----- DATA RECORDS

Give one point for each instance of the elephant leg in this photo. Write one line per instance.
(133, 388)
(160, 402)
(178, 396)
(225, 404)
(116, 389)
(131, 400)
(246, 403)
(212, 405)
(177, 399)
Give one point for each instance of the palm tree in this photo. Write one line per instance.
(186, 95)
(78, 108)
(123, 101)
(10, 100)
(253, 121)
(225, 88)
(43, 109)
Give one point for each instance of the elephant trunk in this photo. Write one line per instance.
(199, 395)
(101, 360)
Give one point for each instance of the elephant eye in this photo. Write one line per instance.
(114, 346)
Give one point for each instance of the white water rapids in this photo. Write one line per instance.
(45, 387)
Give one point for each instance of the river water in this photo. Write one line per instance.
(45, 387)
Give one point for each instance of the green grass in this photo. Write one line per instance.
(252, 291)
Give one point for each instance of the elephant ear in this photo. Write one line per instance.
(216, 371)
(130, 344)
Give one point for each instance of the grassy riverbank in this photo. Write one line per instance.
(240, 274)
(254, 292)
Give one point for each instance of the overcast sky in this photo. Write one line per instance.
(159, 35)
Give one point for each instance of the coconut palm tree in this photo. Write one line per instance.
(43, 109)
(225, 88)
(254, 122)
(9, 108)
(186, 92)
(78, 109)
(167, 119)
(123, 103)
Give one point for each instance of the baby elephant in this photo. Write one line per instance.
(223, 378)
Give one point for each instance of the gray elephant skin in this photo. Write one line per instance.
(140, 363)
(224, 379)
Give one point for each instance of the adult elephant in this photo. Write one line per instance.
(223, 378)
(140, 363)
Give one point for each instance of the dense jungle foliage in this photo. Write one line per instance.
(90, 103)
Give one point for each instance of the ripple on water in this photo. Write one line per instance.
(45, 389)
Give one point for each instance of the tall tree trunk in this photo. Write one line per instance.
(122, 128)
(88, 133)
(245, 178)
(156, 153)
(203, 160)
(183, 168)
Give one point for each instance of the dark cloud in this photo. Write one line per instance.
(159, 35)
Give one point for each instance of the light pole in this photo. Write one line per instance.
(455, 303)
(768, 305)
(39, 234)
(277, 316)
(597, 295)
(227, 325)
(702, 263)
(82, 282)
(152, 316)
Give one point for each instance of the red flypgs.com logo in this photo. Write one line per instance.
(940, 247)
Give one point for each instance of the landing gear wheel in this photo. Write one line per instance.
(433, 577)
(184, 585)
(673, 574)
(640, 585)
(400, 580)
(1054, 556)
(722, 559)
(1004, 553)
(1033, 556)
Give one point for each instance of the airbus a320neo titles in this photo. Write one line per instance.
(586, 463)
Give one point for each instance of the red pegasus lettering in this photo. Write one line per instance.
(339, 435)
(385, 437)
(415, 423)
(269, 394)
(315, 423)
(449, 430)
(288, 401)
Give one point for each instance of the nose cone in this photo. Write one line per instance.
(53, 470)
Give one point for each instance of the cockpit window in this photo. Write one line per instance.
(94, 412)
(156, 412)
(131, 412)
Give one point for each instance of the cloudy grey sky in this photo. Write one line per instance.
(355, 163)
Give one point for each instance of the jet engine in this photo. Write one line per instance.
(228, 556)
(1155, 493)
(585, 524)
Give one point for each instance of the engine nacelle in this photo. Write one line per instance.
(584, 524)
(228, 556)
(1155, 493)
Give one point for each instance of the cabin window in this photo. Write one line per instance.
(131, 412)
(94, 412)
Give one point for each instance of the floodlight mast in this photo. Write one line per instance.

----------

- [WHAT THE TASK ASKS]: Give again each line of the listing above, keeping every word the same.

- [YOUR SOLUTION]:
Give one point for each instance of the elephant leg in this photo. Write one line per instance.
(133, 388)
(160, 402)
(178, 396)
(225, 404)
(116, 389)
(131, 400)
(246, 403)
(212, 405)
(177, 399)
Give one point for each instance of the palm tree in this photo. Write one line per instance.
(186, 95)
(78, 108)
(123, 101)
(10, 100)
(253, 121)
(225, 88)
(43, 109)
Give one point for each instance of the elephant trunk in this photo. Write one line per instance.
(199, 395)
(101, 360)
Give one point for each instance of the elephant eye in this photo. Write one line per instance.
(114, 346)
Give one point for each instance of the white water rapids in this photo. Write one line per instance.
(45, 387)
Give one point for each instance of the river water in this photo. Write one line per instance.
(45, 387)
Give one point for each instance of the green grass in this photo. Write one line per instance.
(252, 291)
Give one point for each instance of the elephant ear in this photo. Write one line per instance.
(216, 371)
(130, 344)
Give one point for each instance of the grassy riverbank in this photo. Write one line per instance.
(240, 274)
(254, 292)
Give one point for each instance of the overcast sky in this photo. Write one line per instance.
(159, 35)
Give one point for each instance of the coconut palm tree in this photo. Write one line per instance.
(43, 109)
(225, 88)
(254, 122)
(9, 108)
(186, 92)
(78, 109)
(167, 119)
(123, 103)
Give one point for each instance of the baby elephant in this photo. Write one line per instance.
(223, 378)
Give one point for each instance of the gray elephant skin in this photo. Write one line per instance.
(140, 363)
(224, 379)
Give one point for each instance of the adult elephant in this photo. Write one line per instance.
(223, 378)
(140, 363)
Give one point for each instance of the dense jungle foliage in this photo. Write one line per instance.
(90, 103)
Give one point for each instance of the ripple on water in this photo. Write one line per instance.
(45, 389)
Give one point for each instance of the tall tree trunk in this photo. Write one line per instance.
(122, 128)
(88, 133)
(245, 178)
(156, 153)
(203, 160)
(183, 168)
Give one point for each instance of the dark cloud in this photo. Write one line per instance.
(159, 35)
Give one point for each instance of the light pole in this photo. Write one line per instance.
(455, 303)
(768, 305)
(39, 234)
(277, 316)
(597, 295)
(227, 325)
(702, 263)
(82, 282)
(152, 316)
Give one point for each instance of the red flypgs.com logo in this photo. Write one line per instance.
(940, 247)
Give one point for each instance of the landing gear wheel in this photo. Write one line per instance.
(433, 577)
(184, 585)
(673, 574)
(640, 585)
(400, 580)
(1054, 556)
(722, 559)
(1004, 553)
(1033, 556)
Give one point for each instance of the airbus a320neo titles in this photo. Write one line per instance.
(586, 463)
Give one point for each instance of the red pegasus lettering in this photo. Write one line per instance.
(339, 435)
(385, 437)
(415, 423)
(269, 394)
(315, 423)
(449, 430)
(288, 401)
Give one point for each instance of the nose cone in this photo. Write one line per instance.
(53, 470)
Give one point for each instance of the cockpit window in this photo. Write one line per instance.
(94, 412)
(156, 412)
(131, 412)
Give one point for each instance of the cloudy grey sky in this photo. Write one line per instance.
(355, 163)
Give one point for each instance of the jet engine in this photo. Write one line per instance.
(228, 556)
(1155, 493)
(585, 524)
Give one point for each instance of the engine nacelle in this photo. Write one line per instance.
(584, 524)
(228, 556)
(1155, 493)
Give one point for each instance of the cabin window in this photo. Write one line per instance.
(131, 412)
(94, 412)
Give one point for each instance of the floodlight mast in this photo. Write one line per instance.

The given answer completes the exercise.